Exercise —
Lines from the one containing "Above is an image. Your task is to detect red" through the final line of the entries below: reproduce them exactly, all of them and only them.
↓
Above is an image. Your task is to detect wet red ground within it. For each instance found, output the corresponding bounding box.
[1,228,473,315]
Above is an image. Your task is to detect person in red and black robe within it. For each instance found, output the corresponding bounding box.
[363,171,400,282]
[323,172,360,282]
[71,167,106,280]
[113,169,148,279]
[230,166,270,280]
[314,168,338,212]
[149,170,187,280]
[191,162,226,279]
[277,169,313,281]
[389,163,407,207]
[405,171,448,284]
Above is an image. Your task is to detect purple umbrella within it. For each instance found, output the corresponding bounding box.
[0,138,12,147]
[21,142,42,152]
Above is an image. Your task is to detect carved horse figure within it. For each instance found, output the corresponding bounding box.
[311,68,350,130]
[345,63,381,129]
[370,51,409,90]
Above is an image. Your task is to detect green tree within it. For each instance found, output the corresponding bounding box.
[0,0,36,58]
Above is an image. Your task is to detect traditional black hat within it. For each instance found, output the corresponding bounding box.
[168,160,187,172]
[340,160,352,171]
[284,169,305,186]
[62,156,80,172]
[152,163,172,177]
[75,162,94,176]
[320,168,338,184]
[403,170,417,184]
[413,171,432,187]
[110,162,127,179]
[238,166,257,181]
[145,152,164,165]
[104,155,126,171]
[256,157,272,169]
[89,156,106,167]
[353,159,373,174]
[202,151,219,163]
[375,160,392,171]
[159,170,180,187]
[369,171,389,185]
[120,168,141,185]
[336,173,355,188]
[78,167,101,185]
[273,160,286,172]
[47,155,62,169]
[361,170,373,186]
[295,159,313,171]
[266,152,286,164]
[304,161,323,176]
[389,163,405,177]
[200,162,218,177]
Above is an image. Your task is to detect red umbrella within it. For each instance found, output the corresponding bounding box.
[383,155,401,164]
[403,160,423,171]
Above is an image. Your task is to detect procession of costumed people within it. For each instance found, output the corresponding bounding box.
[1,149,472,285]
↑
Your solution —
Above is an image. Your task is to detect red umbrella within it. For each instance found, output the corresponding bounding box.
[383,155,401,164]
[403,160,423,171]
Above is an image. Your task is to detect procession of costumed people within it. For each instance found, output the corresponding bounding box.
[1,149,472,285]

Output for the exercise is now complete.